» **Assignment**
Could you copy exactly the line that contains "In this photo, where can the rooftop" and every line after it to the end of the records, and nothing more?

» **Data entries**
──────
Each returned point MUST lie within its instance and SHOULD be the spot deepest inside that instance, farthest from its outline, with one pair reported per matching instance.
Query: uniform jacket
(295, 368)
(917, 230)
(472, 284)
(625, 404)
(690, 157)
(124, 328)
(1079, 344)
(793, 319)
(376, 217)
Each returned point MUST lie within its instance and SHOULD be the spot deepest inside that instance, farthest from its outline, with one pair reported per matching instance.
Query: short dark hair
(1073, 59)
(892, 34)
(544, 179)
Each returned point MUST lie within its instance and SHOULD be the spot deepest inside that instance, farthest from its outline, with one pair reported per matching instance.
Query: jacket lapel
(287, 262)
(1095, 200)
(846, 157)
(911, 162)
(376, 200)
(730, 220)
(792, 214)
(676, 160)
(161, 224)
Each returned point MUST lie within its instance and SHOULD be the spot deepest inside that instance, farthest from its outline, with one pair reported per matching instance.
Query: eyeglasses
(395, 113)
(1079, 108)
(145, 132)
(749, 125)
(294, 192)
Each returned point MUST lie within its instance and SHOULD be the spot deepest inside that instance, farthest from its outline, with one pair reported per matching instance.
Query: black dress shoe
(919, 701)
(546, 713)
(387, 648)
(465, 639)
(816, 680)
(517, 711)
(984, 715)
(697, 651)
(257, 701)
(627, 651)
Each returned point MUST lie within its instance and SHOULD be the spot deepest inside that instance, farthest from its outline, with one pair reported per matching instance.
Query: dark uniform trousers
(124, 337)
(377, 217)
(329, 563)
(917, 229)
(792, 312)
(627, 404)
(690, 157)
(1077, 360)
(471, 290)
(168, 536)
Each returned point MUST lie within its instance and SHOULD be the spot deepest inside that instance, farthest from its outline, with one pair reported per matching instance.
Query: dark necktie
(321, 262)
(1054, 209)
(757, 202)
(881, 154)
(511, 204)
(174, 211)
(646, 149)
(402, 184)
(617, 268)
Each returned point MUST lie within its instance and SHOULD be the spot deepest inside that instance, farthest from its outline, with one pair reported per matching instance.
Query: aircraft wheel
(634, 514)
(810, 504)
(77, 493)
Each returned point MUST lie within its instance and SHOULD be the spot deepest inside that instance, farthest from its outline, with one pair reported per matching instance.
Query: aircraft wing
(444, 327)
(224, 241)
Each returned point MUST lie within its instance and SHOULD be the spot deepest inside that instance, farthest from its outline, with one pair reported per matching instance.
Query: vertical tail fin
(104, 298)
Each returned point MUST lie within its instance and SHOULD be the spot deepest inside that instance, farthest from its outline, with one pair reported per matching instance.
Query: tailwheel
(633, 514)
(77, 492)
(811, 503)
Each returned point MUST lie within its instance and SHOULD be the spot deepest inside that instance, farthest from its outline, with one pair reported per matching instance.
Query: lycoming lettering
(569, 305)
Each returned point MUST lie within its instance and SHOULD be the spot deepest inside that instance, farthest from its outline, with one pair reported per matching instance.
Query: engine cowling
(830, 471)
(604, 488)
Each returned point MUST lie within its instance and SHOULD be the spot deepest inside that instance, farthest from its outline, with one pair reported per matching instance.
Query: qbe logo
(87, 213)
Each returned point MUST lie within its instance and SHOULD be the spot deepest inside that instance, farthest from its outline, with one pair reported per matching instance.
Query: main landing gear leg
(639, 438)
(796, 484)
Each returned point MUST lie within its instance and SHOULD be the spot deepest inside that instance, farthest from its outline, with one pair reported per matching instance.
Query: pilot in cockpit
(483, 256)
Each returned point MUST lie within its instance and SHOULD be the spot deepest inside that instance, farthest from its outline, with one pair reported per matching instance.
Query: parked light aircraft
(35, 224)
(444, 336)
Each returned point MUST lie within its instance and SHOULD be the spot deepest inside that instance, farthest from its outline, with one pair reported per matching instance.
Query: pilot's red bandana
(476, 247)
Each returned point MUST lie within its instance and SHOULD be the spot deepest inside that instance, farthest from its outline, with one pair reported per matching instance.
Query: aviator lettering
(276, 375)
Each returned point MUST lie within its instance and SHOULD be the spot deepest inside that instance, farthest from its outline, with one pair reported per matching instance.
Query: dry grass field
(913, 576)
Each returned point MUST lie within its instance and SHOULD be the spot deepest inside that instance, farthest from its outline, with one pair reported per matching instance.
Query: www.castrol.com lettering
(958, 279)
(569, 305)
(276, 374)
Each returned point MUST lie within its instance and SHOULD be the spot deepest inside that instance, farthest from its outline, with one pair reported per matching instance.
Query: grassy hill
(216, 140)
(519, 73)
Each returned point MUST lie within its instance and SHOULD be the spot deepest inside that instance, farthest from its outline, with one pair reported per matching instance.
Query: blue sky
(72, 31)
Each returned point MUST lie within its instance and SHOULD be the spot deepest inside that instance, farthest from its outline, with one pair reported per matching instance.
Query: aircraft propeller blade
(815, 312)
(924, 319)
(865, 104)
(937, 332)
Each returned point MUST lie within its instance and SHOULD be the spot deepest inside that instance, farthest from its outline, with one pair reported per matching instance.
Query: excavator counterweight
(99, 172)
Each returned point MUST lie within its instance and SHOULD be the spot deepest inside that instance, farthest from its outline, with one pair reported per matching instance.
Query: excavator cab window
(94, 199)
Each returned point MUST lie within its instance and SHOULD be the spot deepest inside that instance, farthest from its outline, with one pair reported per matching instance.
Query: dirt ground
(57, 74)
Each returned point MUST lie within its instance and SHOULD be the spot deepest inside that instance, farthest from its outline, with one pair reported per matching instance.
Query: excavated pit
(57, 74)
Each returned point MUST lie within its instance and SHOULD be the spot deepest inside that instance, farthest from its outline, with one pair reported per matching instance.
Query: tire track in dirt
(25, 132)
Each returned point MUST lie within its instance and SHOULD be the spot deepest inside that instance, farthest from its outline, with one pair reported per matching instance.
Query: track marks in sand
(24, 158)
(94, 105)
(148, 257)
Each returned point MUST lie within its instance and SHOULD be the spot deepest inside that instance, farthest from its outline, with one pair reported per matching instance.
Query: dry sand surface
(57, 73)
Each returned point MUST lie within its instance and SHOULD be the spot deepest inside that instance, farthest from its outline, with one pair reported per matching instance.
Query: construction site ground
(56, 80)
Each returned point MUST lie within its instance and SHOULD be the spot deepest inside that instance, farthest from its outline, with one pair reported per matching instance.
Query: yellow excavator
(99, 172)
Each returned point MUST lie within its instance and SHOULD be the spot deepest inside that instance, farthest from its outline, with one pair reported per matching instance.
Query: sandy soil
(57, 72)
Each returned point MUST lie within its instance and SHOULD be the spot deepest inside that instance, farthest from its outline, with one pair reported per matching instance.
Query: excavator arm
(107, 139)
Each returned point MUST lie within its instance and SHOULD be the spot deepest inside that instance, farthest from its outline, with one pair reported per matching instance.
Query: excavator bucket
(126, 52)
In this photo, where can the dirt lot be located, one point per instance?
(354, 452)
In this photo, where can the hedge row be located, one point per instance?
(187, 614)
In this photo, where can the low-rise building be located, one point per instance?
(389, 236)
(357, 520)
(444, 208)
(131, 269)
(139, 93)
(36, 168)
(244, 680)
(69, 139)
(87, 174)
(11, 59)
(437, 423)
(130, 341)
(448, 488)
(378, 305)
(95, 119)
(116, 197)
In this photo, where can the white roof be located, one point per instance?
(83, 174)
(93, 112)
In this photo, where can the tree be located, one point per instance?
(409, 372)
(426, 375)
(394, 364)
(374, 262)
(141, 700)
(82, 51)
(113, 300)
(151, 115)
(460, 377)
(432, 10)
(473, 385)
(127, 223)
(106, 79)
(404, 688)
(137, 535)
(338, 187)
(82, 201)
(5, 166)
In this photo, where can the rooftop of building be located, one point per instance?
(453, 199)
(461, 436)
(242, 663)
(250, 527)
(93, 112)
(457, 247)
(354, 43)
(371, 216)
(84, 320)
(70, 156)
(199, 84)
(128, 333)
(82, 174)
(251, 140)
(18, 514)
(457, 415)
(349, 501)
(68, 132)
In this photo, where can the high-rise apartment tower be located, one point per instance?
──────
» **Task solution**
In this photo, where can the rooftop of building be located, one point per instance?
(453, 199)
(461, 436)
(242, 663)
(250, 527)
(93, 112)
(457, 247)
(354, 43)
(371, 216)
(84, 320)
(70, 156)
(199, 84)
(128, 333)
(82, 174)
(251, 140)
(18, 514)
(457, 415)
(349, 501)
(68, 132)
In this photo, where can the high-rise apartment tower be located, one point per instance?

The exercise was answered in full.